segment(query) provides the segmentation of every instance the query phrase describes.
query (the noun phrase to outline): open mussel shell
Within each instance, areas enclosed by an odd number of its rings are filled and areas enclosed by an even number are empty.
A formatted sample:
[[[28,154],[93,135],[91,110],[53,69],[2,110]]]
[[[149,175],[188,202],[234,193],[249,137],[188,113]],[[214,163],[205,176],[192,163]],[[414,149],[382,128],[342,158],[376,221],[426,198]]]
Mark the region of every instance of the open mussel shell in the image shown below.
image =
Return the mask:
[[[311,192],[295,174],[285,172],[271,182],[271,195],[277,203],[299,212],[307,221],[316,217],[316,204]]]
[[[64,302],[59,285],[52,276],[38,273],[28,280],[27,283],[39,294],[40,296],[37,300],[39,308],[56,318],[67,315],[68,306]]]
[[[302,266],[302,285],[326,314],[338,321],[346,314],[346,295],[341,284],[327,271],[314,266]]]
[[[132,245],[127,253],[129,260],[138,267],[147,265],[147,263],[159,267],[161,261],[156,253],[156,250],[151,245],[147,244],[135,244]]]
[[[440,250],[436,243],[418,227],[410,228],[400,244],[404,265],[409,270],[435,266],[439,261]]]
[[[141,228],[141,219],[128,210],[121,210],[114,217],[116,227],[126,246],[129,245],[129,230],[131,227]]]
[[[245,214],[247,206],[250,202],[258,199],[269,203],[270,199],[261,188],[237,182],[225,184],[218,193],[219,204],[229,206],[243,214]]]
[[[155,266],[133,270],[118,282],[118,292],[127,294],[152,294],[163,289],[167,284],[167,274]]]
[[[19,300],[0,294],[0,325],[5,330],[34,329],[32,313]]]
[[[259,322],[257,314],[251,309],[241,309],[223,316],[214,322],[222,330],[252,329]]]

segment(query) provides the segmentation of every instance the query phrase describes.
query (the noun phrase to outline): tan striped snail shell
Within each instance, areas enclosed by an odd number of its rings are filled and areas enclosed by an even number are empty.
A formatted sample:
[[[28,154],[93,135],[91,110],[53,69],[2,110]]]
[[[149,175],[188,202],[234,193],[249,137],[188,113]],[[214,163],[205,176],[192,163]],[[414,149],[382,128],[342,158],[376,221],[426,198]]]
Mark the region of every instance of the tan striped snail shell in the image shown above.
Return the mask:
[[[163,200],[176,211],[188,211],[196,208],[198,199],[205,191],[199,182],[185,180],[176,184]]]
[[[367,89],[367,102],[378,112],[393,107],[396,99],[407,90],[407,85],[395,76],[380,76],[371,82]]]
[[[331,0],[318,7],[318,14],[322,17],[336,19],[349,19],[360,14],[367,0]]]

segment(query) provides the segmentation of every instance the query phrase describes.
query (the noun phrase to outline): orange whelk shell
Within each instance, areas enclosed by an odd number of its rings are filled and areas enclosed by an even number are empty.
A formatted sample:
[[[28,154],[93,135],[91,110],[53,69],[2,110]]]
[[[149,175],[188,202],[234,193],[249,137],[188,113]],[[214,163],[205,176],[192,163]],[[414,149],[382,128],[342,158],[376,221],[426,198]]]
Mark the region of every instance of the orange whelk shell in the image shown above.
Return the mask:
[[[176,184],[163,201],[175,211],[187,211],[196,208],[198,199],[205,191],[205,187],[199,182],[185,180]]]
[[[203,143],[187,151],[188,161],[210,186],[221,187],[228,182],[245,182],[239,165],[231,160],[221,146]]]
____________________
- _BRIEF_: Collect every line of the records above that contains the word "whelk", and copy each one in full.

- _WRITTEN REPLY_:
query (the noun phrase to outline): orange whelk shell
Mark the region of every instance of the orange whelk shell in the image shown above.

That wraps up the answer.